#### [Named object pointing entries]
** BEGIN **

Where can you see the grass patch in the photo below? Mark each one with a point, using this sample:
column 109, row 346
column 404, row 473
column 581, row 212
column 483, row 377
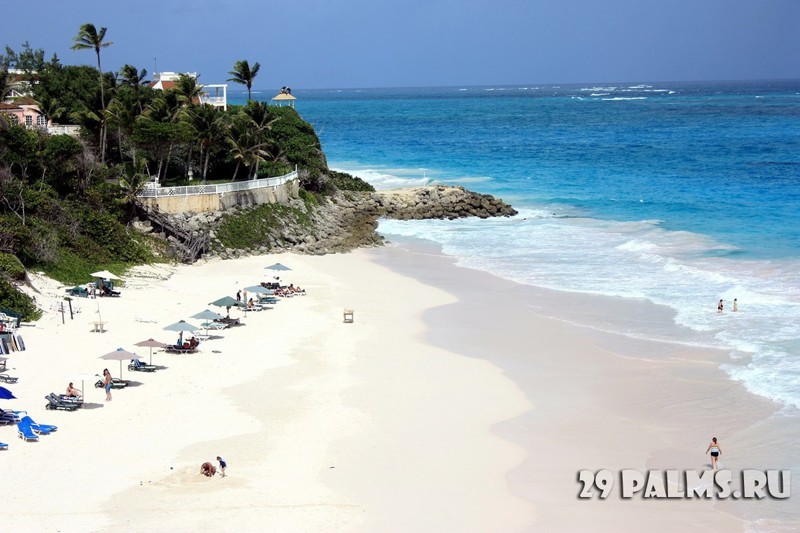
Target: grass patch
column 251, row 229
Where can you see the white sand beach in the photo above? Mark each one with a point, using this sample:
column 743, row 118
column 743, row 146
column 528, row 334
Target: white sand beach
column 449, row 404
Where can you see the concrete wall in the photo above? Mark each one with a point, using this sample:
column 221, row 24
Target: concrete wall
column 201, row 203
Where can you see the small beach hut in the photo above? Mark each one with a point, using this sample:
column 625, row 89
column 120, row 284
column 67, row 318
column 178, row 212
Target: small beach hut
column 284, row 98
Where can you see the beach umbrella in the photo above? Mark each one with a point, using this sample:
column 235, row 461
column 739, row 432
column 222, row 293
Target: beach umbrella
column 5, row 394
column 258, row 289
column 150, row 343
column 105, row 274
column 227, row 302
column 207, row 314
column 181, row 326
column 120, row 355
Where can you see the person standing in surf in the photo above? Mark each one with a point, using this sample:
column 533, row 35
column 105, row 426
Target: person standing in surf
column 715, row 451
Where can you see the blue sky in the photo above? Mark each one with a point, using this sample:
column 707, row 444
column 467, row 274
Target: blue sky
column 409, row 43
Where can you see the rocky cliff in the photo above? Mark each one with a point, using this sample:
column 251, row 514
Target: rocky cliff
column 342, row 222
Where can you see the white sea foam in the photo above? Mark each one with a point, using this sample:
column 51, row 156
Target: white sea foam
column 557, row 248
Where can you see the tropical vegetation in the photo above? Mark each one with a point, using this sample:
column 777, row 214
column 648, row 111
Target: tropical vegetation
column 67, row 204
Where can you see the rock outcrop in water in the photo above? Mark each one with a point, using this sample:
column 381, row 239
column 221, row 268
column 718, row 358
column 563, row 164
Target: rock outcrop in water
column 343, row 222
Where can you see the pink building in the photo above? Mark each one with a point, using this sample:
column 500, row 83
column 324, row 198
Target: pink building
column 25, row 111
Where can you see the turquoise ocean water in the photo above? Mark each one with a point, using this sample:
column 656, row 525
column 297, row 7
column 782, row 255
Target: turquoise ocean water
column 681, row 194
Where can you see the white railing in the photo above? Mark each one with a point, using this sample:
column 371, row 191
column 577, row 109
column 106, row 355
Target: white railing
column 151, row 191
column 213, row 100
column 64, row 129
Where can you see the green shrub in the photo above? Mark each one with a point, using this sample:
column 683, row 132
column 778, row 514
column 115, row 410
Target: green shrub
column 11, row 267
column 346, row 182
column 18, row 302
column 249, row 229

** END **
** BEGIN **

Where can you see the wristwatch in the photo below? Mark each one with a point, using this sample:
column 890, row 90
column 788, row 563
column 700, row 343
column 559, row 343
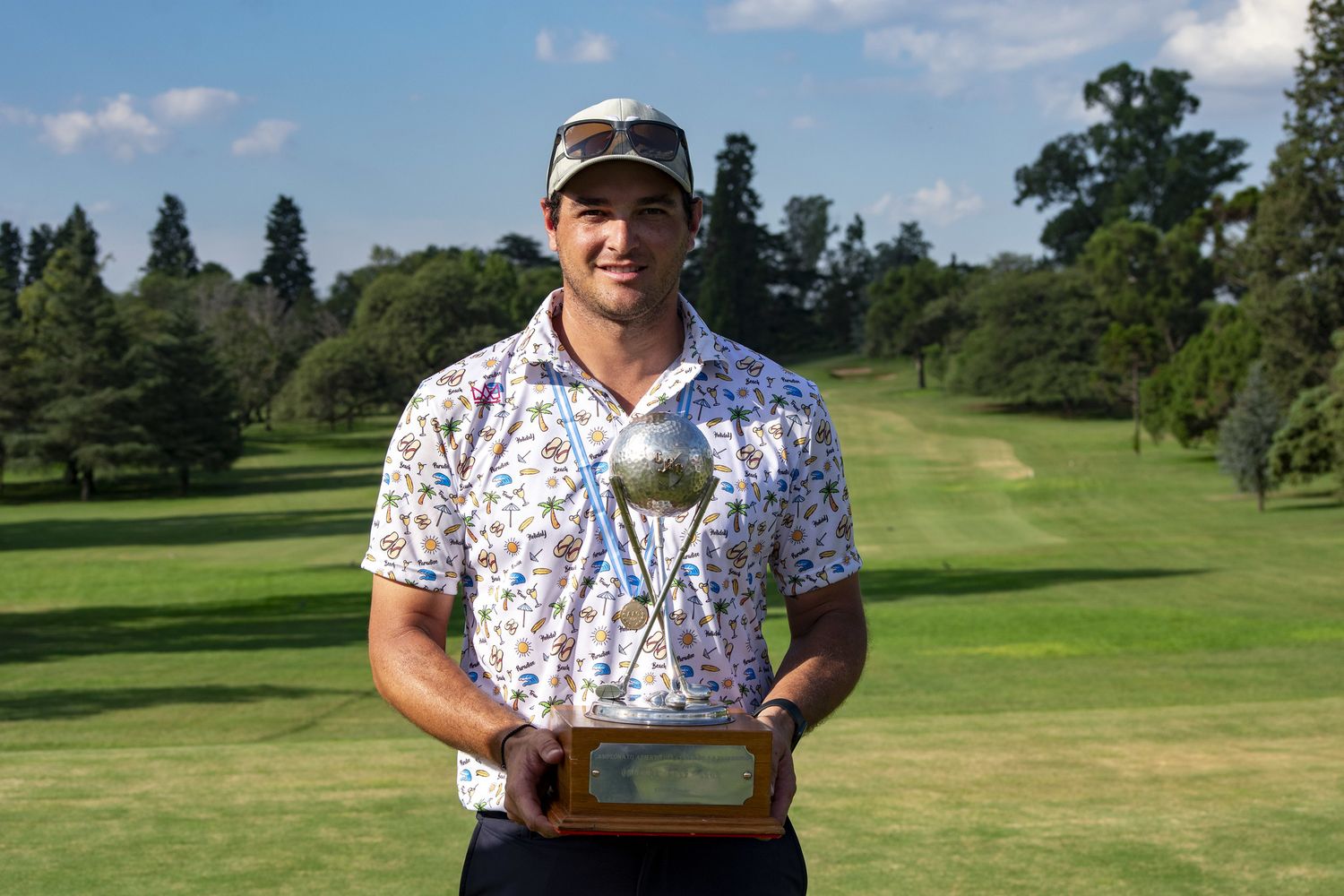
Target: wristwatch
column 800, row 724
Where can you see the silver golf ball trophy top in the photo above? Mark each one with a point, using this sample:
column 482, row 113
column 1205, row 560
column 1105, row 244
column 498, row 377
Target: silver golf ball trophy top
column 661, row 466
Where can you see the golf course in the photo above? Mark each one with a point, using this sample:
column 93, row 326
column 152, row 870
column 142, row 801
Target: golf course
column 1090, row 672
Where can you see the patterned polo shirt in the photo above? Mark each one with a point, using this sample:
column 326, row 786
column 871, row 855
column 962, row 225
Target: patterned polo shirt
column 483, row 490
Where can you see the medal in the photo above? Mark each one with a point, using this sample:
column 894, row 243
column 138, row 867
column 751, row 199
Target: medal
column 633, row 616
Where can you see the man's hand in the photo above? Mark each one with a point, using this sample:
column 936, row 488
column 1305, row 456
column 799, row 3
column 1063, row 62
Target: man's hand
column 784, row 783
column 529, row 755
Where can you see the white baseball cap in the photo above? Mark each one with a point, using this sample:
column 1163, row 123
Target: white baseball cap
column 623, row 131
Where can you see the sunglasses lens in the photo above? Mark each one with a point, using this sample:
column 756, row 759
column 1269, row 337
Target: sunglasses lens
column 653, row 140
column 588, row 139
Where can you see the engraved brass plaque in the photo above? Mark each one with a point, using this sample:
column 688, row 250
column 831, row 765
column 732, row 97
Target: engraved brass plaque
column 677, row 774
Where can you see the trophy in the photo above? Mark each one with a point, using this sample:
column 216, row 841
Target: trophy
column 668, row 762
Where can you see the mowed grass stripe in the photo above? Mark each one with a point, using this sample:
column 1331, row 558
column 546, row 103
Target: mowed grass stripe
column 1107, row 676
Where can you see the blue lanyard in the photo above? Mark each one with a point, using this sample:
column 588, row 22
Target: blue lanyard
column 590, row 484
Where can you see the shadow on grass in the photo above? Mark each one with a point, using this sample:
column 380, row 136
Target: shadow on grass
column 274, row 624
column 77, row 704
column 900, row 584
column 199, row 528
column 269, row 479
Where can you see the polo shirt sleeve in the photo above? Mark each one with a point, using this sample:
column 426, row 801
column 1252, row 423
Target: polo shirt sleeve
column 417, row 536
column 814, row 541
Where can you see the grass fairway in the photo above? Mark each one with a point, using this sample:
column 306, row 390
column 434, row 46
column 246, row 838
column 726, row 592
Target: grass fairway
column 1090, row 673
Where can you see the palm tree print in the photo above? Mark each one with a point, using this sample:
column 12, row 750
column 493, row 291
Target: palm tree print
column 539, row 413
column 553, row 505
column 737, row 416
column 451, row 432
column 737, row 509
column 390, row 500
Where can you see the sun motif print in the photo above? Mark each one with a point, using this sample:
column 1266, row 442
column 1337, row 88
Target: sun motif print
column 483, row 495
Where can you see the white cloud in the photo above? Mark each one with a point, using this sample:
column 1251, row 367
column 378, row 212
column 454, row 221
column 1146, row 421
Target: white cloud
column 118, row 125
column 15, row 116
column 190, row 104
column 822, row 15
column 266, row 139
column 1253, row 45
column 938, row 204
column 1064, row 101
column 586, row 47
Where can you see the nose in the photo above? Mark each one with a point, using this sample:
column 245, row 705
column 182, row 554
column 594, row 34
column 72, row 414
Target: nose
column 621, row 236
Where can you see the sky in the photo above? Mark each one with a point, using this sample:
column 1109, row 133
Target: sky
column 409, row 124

** END **
** BEGIN **

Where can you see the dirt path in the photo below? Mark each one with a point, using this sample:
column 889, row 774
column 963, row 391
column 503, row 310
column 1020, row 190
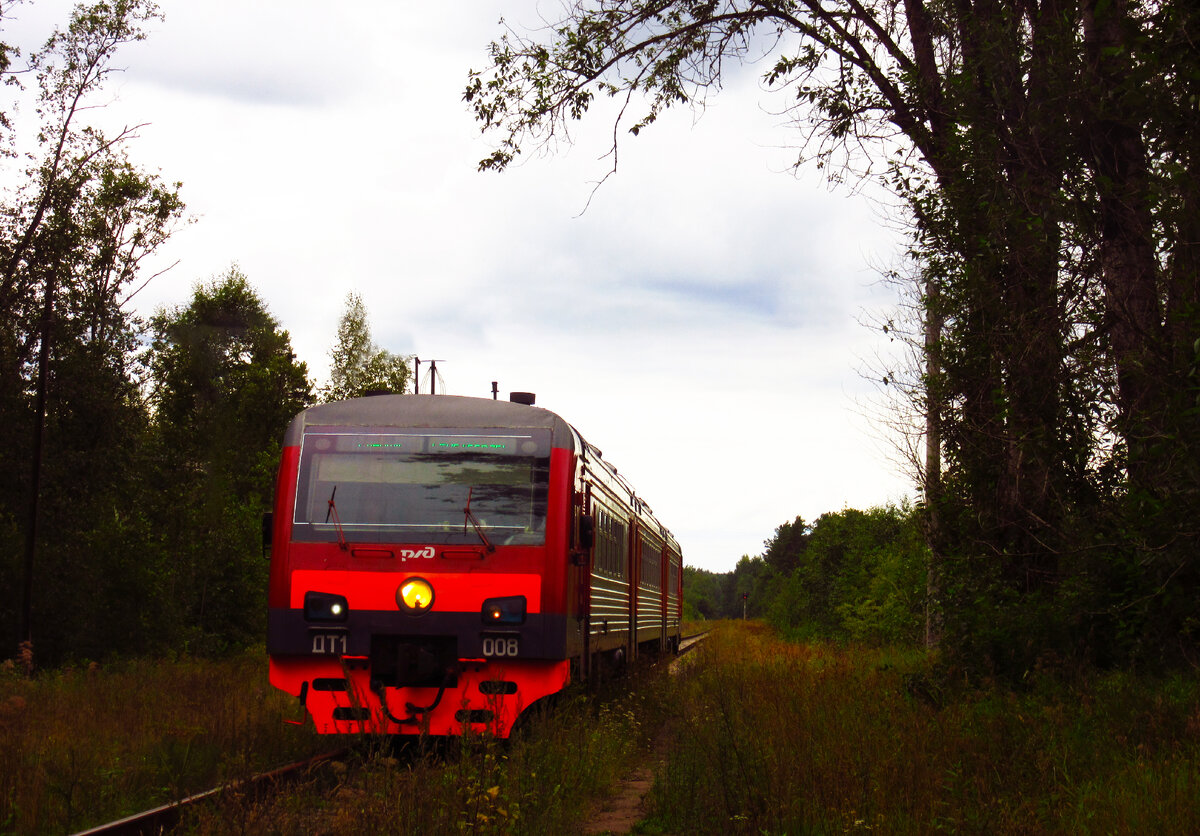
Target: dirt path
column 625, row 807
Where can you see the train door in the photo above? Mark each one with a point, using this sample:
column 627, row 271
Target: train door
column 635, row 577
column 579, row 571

** END **

#### [Task statement]
Copy the rows above word for word, starting with the line that contains "Where can you see the tropical" and going on through the line that contains "column 67, row 204".

#### [Written answer]
Where can you see the tropical vegetation in the photo above? Mark each one with a point, using this sample:
column 777, row 214
column 648, row 111
Target: tropical vegetation
column 67, row 204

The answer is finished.